§ Given passage

%%

Norconex / crawlers

Norconex Crawlers (or spiders) are flexible web and filesystem crawlers for collecting, parsing, and manipulating data from the web or filesystem to various data repositories such as search engines.
https://opensource.norconex.com/crawlers
Apache License 2.0
183 stars 67 forks source link

Config for parseing email addresses #306

Closed BluflameSec closed 7 years ago

BluflameSec commented 8 years ago

Hey guys, could you provide me with a config for filtering out content except email addresses? I cant seem to figure this one out. Thanks!

essiembre commented 8 years ago

You are best to use an Importer handler. For instance, the TextPatternTagger will enable you to extract patterns matching a regular expression and store it in a field of your choice. Like this:

<importer>
    <postParseHandlers>
        <tagger class="com.norconex.importer.handler.tagger.impl.TextPatternTagger">
          <pattern field="myEmailField">
              (email regex pattern here)
          </pattern>
        </tagger>
    </postParseHandlers>
</importer>

If it is really the content you want to modify, you have to rely on transformers, like ReplaceTransformer.

BluflameSec commented 8 years ago

Will this output the emails to a file? Im not using an importer and just storing data on the local system

BluflameSec commented 8 years ago

And which regex pattern should I use, I tried using one but its giving me an error.

%%

§ Instructions
#1 In the Norconex thread, what reason is given for recommending an Importer handler to isolate email addresses? Respond in one to three sentences.
#2 Copy out the portion of the Norconex thread starting at "Hey guys, could" and ending at "regex pattern here)".

§ Collected data
%%

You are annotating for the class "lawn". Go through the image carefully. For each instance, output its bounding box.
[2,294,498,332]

%%

§ Answers by task
#1 An Importer handler is recommended because its TextPatternTagger can extract patterns matching a regular expression and store them in a field of the user's choice, such as a field set aside for email addresses.

#2
Hey guys, could you provide me with a config for filtering out content except email addresses? I cant seem to figure this one out. Thanks!

essiembre commented 8 years ago

You are best to use an Importer handler. For instance, the TextPatternTagger will enable you to extract patterns matching a regular expression and store it in a field of your choice. Like this:

<importer>
    <postParseHandlers>
        <tagger class="com.norconex.importer.handler.tagger.impl.TextPatternTagger">
          <pattern field="myEmailField">
              (email regex pattern here)